| What you have to do |
Search the material below for lines containing the string "cooktop", and copy every one you find.

········

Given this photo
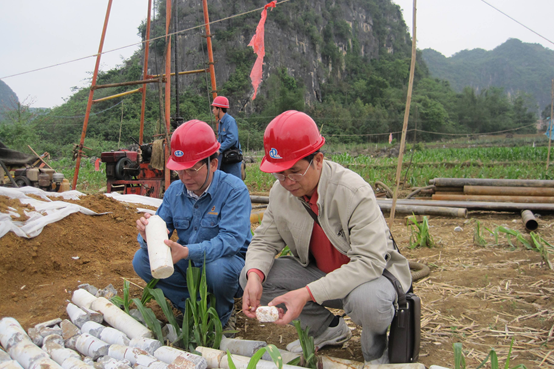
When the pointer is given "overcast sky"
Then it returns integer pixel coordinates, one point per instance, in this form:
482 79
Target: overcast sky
40 33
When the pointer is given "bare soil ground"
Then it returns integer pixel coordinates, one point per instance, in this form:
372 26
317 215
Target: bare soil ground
480 296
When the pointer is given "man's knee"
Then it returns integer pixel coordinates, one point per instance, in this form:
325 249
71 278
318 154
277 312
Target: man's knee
141 264
223 273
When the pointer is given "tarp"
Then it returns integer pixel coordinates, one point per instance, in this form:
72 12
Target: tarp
257 44
50 211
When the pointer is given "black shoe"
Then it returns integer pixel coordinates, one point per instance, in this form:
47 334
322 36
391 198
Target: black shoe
229 330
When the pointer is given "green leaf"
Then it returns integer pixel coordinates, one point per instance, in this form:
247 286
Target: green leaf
230 361
166 308
459 360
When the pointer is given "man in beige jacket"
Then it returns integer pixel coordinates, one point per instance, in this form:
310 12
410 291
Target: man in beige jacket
339 250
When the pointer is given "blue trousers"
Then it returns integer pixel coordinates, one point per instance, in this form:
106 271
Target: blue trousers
222 278
369 305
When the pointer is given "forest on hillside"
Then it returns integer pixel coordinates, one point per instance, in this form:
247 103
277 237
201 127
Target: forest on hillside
362 98
514 66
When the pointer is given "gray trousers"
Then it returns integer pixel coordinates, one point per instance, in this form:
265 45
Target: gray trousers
370 305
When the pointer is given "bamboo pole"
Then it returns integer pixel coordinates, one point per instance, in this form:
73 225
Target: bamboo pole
145 73
90 96
406 116
497 198
550 131
117 95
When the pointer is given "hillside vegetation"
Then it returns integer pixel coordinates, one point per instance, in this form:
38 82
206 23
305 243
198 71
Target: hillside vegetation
345 63
515 66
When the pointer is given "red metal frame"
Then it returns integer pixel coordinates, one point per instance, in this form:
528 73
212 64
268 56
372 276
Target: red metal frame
151 179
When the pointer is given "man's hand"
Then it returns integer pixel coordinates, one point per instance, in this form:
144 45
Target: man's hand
141 225
252 295
178 252
294 302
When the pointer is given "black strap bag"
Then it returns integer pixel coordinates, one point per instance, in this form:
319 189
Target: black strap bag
231 156
405 329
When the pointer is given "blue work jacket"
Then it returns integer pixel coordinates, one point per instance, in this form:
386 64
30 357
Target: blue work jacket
228 133
217 224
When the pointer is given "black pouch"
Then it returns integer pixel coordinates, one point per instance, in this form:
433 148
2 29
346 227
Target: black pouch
231 156
405 329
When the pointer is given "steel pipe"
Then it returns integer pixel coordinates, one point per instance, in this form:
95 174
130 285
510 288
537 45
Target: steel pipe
529 220
490 198
401 207
508 191
425 210
458 182
477 205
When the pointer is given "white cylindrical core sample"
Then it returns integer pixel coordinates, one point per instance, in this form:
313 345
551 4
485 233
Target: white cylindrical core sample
159 254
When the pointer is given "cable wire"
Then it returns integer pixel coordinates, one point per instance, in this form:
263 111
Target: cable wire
518 22
137 43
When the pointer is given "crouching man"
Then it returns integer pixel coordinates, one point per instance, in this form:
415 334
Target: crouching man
340 243
210 211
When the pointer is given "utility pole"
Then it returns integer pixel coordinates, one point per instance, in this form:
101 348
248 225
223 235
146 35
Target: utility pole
406 116
550 130
176 47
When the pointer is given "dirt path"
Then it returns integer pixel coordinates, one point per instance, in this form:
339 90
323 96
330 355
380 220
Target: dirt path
481 296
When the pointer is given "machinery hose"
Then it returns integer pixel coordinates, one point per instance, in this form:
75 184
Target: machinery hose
8 174
388 191
419 270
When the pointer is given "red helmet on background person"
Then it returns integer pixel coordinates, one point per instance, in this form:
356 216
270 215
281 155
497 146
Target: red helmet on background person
191 142
289 137
221 102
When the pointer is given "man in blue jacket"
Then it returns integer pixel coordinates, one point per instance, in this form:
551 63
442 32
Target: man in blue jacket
227 135
210 210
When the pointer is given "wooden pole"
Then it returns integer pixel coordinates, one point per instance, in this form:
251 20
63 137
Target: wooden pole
550 130
406 116
90 97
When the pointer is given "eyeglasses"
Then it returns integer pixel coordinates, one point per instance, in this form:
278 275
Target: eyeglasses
295 177
191 172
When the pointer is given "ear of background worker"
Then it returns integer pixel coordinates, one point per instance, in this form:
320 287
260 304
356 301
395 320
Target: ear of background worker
210 211
227 134
337 262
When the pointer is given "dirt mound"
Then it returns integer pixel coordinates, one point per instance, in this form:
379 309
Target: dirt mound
480 296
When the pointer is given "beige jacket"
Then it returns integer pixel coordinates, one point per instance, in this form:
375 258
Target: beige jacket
351 219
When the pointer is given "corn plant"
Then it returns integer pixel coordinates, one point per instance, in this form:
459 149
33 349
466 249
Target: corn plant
201 324
477 237
150 320
125 301
166 309
146 295
271 349
543 247
308 359
459 360
420 236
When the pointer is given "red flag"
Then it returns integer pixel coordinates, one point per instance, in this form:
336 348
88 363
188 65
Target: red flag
257 44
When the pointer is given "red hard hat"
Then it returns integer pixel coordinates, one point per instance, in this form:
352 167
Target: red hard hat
289 137
221 102
191 142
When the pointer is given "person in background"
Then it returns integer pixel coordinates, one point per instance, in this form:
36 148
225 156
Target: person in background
227 135
339 241
210 211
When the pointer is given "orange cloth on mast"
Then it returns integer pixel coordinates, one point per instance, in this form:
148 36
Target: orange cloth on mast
257 44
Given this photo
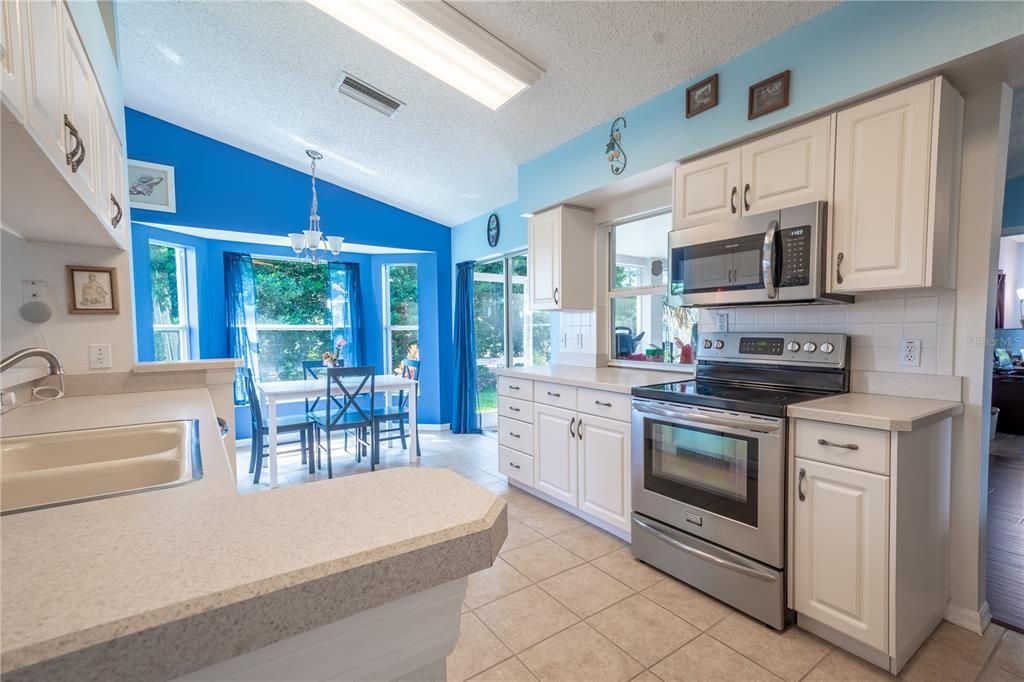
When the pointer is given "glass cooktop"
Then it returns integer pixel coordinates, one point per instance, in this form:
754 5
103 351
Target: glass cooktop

········

| Problem solution |
When the pointer is given "glass cooktop"
Target: glass cooktop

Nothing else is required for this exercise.